- [Text excerpt]:
— Begin —
COURT OF APPEALS

DECISION

DATED AND FILED

 

November 1, 2000

 

Cornelia G. Clark

Clerk, Court of Appeals

of Wisconsin


 

NOTICE

 

This opinion is subject to further editing. If published, the official version will appear in the bound volume of the Official Reports.

 

A party may file with the Supreme Court a petition to review an adverse decision by the Court of Appeals.  See Wis. Stat. § 808.10 and Rule 809.62.


 


 

No.    00-0884-CR

 

STATE OF WISCONSIN                        IN COURT OF APPEALS

                        DISTRICT II

 

 

State of Wisconsin,

 

                             Plaintiff-Respondent,

 

              v.

 

James Brownson,

 

                             Defendant-Appellant.

 

 

                        APPEAL from an order of the circuit court for Winnebago County:  robert a. haase, Judge.  Affirmed. 

            1            ANDERSON, J.[1]   James Brownson correctly states the law that a defendant sentenced to both the prison system and a county jail must serve all of the time imposed in the prison system.  However, Brownson is not entitled to the benefit of the law for two reasons.  First, at the time he was in the prison system, Brownson was enjoying a respite from the county jail sentence that he had requested.  Second, Brownson’s cold manipulation of the justice system precludes us from granting him any relief.  Therefore, we affirm.

2            We need not repeat the underlying facts that led to Brownson’s conviction on August 20, 1993, for three counts of violating Wis. Admin. Code
§
ATCP 110.05(2)(d), governing home improvement contracts.  Originally, the trial court withheld sentence and placed Brownson on probation for three years and imposed certain conditions of probation.  Brownson’s probation was revoked in 1994 because of his failure to comply with the conditions of probation imposed by the court and the rules of probation imposed by his agent to implement the trial court’s order.  Brownson returned to the trial court on September 26, 1994, for resentencing and received three consecutive six-month sentences to the county jail.  The trial court also stayed Brownson’s sentence pending appeal and released him on a signature bond.  Brownson did not pursue postconviction relief until he filed a motion on April 25, 1995.  The motion challenged the authority of the probation agent to impose the rules of probation implementing the court’s condition of probation that Brownson not engage in noncommercial construction.  No further action was taken until October 28, 1996, when new counsel for Brownson requested a hearing on the motion.  The trial court denied the request and the motion, holding that the probation agent had the authority to impose the rules.

3            Brownson filed a notice of appeal on January 17, 1997.  We remanded for a hearing to determine if the probation agent’s rules conflicted with the trial court’s condition of probation that Brownson limit his employment to commercial construction activities.[2]  The court conducted the required hearing on October 3, 1997, and after concluding that the agent’s rules did not conflict with the court’s condition of probation and that Brownson did not establish a manifest injustice to support withdrawal of his plea, the court reentered the judgment of conviction.  The court also stayed the aggregate eighteen-month jail sentence pending appeal.
— End —
- [Excerpted records]:
— Begin —
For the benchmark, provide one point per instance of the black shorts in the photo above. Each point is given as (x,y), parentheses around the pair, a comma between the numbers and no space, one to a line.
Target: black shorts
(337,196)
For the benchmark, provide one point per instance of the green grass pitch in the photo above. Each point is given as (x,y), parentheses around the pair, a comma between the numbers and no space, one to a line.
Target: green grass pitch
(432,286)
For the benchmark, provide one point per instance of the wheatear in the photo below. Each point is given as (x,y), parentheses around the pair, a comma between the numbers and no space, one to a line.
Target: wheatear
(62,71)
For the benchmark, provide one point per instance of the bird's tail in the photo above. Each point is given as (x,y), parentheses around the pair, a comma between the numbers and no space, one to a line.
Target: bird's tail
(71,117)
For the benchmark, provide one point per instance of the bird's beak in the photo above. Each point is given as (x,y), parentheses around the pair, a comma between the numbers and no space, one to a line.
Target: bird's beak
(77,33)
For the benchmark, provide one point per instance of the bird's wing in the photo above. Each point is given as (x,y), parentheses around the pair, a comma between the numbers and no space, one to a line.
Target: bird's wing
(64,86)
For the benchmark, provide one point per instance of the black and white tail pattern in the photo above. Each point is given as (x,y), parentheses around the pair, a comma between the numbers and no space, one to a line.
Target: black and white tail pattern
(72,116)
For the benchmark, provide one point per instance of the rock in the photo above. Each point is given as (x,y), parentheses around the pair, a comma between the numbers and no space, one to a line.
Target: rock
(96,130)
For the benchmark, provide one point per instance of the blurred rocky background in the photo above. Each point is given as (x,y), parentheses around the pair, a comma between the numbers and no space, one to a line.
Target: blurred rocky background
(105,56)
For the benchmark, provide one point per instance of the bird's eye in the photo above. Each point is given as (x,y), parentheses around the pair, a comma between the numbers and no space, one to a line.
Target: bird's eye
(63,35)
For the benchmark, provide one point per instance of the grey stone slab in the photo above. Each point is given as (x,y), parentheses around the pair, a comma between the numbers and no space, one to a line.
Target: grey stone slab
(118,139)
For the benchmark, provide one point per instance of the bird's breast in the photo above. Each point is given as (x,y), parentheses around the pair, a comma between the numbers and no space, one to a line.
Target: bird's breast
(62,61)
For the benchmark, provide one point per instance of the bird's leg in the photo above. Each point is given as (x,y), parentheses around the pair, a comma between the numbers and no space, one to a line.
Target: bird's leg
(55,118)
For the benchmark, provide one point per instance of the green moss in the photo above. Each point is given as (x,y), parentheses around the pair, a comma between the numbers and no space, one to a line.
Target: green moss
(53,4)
— End —
- [Work instructions]:
a. In the court decision, what sentence did Brownson receive when he returned to the trial court for resentencing on September 26, 1994?
b. Report every line of the listing that contains the string "pitch".

- [Answers to the tasks]:
a. Three consecutive six-month sentences to the county jail.

b.
For the benchmark, provide one point per instance of the green grass pitch in the photo above. Each point is given as (x,y), parentheses around the pair, a comma between the numbers and no space, one to a line.
Target: green grass pitch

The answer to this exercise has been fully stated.